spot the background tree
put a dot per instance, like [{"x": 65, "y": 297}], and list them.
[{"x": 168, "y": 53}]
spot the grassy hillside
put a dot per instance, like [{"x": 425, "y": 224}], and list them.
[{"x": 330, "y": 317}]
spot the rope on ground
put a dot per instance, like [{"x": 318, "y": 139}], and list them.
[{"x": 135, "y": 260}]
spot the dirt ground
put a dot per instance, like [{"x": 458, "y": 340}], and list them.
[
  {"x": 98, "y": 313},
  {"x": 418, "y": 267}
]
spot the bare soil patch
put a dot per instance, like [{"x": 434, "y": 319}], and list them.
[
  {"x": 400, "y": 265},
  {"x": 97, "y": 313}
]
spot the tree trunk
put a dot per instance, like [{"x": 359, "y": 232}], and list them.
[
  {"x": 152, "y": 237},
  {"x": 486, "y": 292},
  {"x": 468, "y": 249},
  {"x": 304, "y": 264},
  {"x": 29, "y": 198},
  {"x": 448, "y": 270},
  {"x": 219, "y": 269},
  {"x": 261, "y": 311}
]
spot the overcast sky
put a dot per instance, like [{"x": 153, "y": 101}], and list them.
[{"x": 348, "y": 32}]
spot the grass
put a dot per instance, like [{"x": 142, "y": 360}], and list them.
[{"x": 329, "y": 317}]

====

* _Aim of the exercise_: Set down each entry exactly as it appears above.

* _Task solution_:
spot the background tree
put a dot per instance, like [{"x": 65, "y": 297}], and list them.
[{"x": 168, "y": 53}]
spot the grassy hillside
put a dot per instance, like [{"x": 425, "y": 224}], and list them.
[{"x": 330, "y": 317}]
spot the rope on ground
put a dot per instance, like [{"x": 318, "y": 139}], and list them.
[{"x": 135, "y": 260}]
spot the dirt ground
put a dot per instance, like [{"x": 458, "y": 340}], and list them.
[
  {"x": 98, "y": 313},
  {"x": 418, "y": 267}
]
spot the bare soil patch
put a dot per instance, like [{"x": 434, "y": 319}], and list them.
[
  {"x": 400, "y": 265},
  {"x": 97, "y": 313}
]
spot the tree trunk
put a dot per instance, like [{"x": 359, "y": 232}], and list them.
[
  {"x": 152, "y": 237},
  {"x": 486, "y": 292},
  {"x": 468, "y": 249},
  {"x": 304, "y": 264},
  {"x": 29, "y": 198},
  {"x": 448, "y": 270},
  {"x": 219, "y": 269},
  {"x": 261, "y": 311}
]
spot the overcast sky
put a dot per instance, like [{"x": 153, "y": 101}], and list them.
[{"x": 348, "y": 32}]
spot the grass
put a dot per instance, like [{"x": 142, "y": 360}], and list them.
[{"x": 329, "y": 317}]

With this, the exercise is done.